Some people have enough money to burn. Others seem to have enough to simply throw down the toilet. Such was the case the other day with Kodak Black, a 24-year-old rapper, who was recorded throwing hundred-dollar bills off a boat into the ocean.
According to complex.com, “It’s unclear how much money Kodak threw altogether, but some people online are claiming it’s somewhere north of $100,000. As if that wasn’t wasteful enough, Kodak proceeded to throw more money away Wednesday morning. In the short clip posted on Twitter, he is seen putting about $1,000 into a toilet bowl before flushing the money.”
Apparently, this publicity stunt had something to do with a feud Kodak Black was having with another rapper. Perhaps this was a form of boasting: “I don’t need you—I’ve got so much money, I can throw some of it away.” Some interpreted the stunt as an anti-Capitalist statement. Another tweeted: “$100K in Haiti could build homes for the almost 60,000 people who were left homeless and living in camps since 2010.” When young people become rich fast, they don’t always appreciate the value of a dollar.

» **WRITTEN INSTRUCTION**:
Quote the passage about Kodak Black throwing money away in full, word for word. The material has no role in this work.

» **PROVIDED DATA**:

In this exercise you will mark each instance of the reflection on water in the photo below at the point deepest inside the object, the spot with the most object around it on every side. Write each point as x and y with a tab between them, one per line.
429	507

» **RESULT OF THE TASK**:
Some people have enough money to burn. Others seem to have enough to simply throw down the toilet. Such was the case the other day with Kodak Black, a 24-year-old rapper, who was recorded throwing hundred-dollar bills off a boat into the ocean.
According to complex.com, “It’s unclear how much money Kodak threw altogether, but some people online are claiming it’s somewhere north of $100,000. As if that wasn’t wasteful enough, Kodak proceeded to throw more money away Wednesday morning. In the short clip posted on Twitter, he is seen putting about $1,000 into a toilet bowl before flushing the money.”
Apparently, this publicity stunt had something to do with a feud Kodak Black was having with another rapper. Perhaps this was a form of boasting: “I don’t need you—I’ve got so much money, I can throw some of it away.” Some interpreted the stunt as an anti-Capitalist statement. Another tweeted: “$100K in Haiti could build homes for the almost 60,000 people who were left homeless and living in camps since 2010.” When young people become rich fast, they don’t always appreciate the value of a dollar.